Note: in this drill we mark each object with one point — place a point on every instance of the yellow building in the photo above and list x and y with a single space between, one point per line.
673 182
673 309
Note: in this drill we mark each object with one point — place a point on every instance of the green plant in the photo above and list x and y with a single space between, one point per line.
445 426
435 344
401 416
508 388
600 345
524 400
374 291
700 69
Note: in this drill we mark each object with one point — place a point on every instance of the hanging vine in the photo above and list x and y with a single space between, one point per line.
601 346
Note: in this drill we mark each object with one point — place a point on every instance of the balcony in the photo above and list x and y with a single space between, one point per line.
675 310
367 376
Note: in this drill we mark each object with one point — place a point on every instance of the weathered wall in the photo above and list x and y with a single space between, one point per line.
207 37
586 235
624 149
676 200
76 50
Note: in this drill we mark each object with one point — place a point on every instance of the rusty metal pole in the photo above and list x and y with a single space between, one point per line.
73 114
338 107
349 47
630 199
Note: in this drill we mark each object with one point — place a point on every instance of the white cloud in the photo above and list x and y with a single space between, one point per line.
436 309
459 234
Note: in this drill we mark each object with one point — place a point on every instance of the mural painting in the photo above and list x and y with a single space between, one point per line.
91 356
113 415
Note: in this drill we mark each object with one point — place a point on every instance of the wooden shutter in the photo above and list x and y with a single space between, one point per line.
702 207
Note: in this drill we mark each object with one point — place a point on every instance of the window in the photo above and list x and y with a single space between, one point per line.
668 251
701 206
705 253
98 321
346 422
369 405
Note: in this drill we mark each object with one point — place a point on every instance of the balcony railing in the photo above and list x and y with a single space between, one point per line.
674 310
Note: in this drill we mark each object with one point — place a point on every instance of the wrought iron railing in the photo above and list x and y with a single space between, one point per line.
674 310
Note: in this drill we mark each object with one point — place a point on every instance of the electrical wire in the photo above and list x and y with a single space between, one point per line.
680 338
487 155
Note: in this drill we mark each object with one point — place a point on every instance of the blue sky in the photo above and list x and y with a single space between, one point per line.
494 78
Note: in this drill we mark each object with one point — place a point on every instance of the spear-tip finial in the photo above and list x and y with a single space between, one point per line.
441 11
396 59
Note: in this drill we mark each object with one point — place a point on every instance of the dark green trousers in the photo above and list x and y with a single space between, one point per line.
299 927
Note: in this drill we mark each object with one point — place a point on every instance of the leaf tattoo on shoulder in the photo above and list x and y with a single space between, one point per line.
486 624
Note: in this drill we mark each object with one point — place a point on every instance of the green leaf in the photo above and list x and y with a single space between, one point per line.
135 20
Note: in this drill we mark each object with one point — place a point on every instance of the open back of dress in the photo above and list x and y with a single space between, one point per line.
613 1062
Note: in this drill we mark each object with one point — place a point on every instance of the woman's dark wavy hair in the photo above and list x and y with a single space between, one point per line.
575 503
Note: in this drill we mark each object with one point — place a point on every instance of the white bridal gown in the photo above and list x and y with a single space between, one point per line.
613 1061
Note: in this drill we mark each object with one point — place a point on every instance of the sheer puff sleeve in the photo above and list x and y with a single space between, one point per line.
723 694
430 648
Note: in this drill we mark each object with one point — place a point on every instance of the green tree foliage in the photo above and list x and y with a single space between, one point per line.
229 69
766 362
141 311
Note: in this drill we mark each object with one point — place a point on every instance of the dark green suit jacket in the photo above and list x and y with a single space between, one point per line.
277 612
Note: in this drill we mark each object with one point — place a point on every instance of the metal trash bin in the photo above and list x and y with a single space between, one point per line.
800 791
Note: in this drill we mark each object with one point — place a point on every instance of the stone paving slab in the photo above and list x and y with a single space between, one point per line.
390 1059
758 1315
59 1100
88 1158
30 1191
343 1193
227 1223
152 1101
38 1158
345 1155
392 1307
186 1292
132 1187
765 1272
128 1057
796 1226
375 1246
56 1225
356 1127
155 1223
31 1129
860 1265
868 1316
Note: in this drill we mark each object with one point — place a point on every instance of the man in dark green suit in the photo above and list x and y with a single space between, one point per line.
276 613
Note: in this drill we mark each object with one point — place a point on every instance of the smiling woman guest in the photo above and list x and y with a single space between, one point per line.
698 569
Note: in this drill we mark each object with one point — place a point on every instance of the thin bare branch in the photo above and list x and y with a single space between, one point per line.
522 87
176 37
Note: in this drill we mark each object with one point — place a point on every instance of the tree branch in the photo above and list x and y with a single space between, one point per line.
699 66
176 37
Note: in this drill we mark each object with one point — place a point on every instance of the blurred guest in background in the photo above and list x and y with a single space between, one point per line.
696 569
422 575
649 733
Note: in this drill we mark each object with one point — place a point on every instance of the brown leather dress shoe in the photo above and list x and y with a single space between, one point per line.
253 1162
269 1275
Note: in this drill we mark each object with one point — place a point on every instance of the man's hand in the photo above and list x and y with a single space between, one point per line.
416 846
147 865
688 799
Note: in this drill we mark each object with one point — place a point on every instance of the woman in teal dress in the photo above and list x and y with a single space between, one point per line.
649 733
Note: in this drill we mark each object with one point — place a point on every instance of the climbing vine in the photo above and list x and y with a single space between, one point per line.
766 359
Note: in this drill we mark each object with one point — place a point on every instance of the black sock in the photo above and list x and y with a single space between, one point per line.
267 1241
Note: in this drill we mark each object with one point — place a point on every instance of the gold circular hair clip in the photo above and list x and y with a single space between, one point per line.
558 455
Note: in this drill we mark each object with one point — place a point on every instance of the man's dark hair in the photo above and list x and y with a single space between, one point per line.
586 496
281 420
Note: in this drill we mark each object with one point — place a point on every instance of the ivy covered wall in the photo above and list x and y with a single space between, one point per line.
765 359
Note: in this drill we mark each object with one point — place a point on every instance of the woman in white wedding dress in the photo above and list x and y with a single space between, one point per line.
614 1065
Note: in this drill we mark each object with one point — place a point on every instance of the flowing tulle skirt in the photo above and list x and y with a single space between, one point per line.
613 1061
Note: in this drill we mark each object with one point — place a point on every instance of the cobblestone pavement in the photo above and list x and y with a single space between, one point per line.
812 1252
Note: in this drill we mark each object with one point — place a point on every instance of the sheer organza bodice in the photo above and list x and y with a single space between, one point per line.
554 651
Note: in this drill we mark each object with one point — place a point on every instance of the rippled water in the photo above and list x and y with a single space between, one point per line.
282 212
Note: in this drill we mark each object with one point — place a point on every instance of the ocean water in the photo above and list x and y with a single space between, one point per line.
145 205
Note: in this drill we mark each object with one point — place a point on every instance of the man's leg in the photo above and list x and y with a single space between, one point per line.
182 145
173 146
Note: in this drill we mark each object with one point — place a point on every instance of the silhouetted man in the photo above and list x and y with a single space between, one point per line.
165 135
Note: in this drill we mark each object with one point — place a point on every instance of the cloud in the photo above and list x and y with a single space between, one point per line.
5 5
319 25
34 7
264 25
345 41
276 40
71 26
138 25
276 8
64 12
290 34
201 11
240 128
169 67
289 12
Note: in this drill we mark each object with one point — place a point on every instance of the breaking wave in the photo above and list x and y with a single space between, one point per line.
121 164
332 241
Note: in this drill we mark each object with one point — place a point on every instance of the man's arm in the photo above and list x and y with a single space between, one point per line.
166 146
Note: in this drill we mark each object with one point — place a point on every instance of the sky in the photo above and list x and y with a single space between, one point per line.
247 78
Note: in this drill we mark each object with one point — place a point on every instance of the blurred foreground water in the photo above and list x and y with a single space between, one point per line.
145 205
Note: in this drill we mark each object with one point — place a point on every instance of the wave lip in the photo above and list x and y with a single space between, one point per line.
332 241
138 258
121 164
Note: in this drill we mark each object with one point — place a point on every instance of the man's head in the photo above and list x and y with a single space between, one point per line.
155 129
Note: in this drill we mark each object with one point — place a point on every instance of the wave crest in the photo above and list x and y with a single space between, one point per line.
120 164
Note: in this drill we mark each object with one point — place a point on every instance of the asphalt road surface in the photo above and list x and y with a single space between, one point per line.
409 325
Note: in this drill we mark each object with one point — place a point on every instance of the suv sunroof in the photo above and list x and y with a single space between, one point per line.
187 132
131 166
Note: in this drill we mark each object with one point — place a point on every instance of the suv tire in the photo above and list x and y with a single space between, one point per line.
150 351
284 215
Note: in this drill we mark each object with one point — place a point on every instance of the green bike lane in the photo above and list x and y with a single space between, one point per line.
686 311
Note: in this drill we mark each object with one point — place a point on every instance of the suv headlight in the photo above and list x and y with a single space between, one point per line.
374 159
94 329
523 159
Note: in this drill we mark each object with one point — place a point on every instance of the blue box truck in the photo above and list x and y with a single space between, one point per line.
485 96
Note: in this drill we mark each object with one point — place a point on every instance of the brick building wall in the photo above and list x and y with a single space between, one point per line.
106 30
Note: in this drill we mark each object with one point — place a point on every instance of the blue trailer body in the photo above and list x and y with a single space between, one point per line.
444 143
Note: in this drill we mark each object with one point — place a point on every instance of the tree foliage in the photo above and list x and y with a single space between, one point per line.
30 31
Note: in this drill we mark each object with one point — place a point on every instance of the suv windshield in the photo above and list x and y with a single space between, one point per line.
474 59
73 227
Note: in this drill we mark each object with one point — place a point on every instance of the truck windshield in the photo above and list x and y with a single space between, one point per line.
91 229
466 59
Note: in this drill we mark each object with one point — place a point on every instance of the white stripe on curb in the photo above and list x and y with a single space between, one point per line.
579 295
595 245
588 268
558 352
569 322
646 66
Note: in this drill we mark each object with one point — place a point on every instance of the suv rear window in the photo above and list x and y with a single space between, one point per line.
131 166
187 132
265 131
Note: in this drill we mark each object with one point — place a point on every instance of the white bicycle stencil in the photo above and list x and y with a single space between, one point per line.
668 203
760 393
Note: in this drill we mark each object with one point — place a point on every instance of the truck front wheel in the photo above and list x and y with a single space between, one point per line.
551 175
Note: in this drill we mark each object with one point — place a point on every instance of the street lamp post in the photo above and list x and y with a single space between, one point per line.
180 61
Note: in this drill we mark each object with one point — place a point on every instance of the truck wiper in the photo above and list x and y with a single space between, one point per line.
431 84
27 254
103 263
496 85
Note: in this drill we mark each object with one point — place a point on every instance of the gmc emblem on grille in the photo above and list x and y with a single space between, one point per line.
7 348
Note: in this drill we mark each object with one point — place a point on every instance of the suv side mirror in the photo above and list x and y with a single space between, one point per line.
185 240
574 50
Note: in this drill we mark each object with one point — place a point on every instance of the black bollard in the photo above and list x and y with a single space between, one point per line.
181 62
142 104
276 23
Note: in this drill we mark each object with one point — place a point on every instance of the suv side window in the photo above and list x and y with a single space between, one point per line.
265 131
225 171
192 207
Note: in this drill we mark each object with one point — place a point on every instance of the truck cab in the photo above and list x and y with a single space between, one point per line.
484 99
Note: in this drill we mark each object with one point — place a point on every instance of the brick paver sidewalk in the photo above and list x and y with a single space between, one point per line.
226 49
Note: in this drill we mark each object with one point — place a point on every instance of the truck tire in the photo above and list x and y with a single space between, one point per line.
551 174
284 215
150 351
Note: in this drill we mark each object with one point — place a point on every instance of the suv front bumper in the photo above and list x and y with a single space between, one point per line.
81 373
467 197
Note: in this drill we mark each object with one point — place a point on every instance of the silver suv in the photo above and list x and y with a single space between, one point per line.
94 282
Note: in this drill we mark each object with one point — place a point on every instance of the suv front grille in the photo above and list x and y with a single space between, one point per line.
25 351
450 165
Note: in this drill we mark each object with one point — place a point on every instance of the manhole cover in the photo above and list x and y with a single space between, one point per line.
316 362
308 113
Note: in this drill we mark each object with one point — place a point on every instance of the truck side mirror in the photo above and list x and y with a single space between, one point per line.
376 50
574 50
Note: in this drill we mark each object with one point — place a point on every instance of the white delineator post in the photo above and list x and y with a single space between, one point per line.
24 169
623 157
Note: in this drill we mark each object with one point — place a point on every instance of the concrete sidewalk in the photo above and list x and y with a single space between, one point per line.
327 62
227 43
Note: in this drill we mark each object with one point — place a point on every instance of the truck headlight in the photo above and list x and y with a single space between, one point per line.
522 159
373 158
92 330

_____

Quote exactly the line containing "the truck side" and every later line through the end of the listing, and no other lines.

Note: in this drill we mark each object with one point — place a point on every instance of the truck side mirror in the photo above and list x and y with a single space between, one point per line.
376 50
574 50
Note: in this drill we mark each object with one point — place a point on every instance of the white delineator post in the photo above and list x and y with a single space between, one point per line.
24 169
623 157
Note: in this drill we mark each object with one point — place a point on every instance of the concrete sidewalk in the photo above and list x and y with a single space between, one point per line.
327 62
227 43
Note: in this drill we mark each object with one point — place a point on every instance of the truck headlight in the photo above and list x and y with a single space between, one point per line.
522 159
373 158
92 330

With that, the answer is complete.